Friday, February 20, 2009

Car Driver Receives Ticket for Smoking in Car With Minor as Minor Lights Up Cigarette

The Globe and Mail is reporting that an Ontario driver was "nabbed" for smoking in a car with a minor under a recently enacted provincial law. While the driver was waiting to receive his $155 ticket, the minor got out of the car and lit up a cigarette. Since there is no law prohibiting minors from smoking, the girl was not doing anything illegal. However, the driver was charged with violation of the provincial law that is intended to protect minors from exposure to secondhand smoke.

The Rest of the Story

This story is a perfect illustration of the reason why I have opposed these types of laws. The state either has or has not a justification for intervening into parental autonomy to make decisions regarding the health risks to which their children are exposed. If the state is justified in telling parents that they cannot expose their children to the increased disease risk that comes with exposure to secondhand smoke in a car, then it is also justified (and even more appropriate) for the state to protect children from the even greater risks that come with exposure to smoking in the home and from active smoking itself.

Thus, if the government were truly interested in protecting minors from health risks, it would certainly want to prohibit parents from allowing their children to smoke. The driver in the above story would have been cited both for exposing the minor to secondhand smoke and for allowing the minor to smoke. In fact, the active smoking clearly represents a greater risk to her health than the secondhand smoke.

- [Segmentation mask data]

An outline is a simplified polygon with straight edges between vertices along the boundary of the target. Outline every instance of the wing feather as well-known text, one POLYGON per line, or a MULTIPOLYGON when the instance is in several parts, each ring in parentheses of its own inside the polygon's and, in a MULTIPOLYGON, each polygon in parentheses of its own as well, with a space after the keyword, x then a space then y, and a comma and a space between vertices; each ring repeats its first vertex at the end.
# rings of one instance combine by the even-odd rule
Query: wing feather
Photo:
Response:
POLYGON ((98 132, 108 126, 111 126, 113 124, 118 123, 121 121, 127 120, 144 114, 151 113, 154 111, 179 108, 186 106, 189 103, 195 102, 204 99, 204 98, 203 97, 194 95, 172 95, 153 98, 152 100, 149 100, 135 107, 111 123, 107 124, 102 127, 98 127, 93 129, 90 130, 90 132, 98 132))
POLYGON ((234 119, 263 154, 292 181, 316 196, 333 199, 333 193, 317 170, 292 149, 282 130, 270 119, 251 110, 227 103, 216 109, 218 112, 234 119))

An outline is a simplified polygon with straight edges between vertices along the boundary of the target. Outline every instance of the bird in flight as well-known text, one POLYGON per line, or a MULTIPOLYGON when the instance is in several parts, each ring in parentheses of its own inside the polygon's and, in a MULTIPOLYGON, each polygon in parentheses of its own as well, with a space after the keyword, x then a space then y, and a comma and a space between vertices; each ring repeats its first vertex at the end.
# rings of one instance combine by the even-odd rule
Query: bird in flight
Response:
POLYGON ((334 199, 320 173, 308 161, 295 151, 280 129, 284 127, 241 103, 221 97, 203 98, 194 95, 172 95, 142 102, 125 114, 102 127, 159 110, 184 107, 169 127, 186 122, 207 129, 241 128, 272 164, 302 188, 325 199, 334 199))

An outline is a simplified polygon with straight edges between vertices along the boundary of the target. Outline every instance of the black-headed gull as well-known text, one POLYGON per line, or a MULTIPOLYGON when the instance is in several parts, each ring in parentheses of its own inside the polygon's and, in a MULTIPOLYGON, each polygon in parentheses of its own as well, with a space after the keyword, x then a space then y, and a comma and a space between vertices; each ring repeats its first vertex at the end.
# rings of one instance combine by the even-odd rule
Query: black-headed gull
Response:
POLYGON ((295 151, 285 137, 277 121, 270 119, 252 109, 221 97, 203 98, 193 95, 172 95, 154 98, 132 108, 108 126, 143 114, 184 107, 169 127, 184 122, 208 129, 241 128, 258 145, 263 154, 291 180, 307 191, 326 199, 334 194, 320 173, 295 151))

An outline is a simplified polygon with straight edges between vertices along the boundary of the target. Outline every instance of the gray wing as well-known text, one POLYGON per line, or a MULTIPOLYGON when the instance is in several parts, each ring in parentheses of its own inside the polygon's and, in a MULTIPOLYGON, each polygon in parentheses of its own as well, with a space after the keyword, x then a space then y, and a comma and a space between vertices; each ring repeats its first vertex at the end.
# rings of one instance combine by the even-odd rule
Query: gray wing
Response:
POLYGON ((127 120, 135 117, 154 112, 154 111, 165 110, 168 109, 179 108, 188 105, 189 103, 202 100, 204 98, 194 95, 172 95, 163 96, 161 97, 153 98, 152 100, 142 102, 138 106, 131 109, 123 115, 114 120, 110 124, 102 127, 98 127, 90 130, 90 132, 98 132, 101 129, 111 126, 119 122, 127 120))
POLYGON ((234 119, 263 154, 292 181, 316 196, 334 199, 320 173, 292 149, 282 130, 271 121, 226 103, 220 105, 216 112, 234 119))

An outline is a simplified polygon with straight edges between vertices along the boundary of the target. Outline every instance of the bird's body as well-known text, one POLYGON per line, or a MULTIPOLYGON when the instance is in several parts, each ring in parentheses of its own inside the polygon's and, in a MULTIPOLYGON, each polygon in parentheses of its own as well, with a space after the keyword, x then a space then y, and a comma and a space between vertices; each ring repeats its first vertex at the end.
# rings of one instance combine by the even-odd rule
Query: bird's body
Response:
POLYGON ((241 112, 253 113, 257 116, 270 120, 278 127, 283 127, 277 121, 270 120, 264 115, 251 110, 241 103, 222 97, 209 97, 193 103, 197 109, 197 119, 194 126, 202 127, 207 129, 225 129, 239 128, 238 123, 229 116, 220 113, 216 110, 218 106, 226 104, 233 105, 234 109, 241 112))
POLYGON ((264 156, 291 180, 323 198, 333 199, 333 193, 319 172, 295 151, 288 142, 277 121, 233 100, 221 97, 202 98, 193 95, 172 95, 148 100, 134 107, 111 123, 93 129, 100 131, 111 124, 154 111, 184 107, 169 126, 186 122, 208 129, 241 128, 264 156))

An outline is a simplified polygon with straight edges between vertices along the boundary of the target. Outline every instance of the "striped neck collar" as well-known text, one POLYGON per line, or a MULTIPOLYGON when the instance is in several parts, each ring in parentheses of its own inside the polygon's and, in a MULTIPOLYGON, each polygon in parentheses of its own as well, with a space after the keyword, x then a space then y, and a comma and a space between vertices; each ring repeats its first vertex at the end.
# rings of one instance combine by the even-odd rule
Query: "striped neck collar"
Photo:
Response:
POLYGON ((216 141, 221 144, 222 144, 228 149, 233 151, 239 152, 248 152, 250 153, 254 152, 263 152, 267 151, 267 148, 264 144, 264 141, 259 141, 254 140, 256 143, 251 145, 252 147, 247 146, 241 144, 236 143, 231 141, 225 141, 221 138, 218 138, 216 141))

- [Work task 1]
How much was the ticket the driver received, according to the post about the Ontario driver's ticket?
- [Work task 2]
Please list every source of health risk that the post about the Ontario driver's ticket says the state could protect children from.
- [Work task 3]
Do these statements agree with the post about the Ontario driver's ticket? Answer yes or no for each, quoting the words that decide it.
(a) The minor broke the law when she lit up a cigarette.
(b) The driver was charged under a provincial law.
(c) The post calls secondhand smoke a greater risk to the girl's health than her own smoking.

- [Response box 1]
$155.

- [Response box 2]
- Exposure to secondhand smoke in a car
- Exposure to smoking in the home
- Active smoking itself

- [Response box 3]
(a) No: "Since there is no law prohibiting minors from smoking, the girl was not doing anything illegal."
(b) Yes: "the driver was charged with violation of the provincial law that is intended to protect minors from exposure to secondhand smoke."
(c) No: "the active smoking clearly represents a greater risk to her health than the secondhand smoke."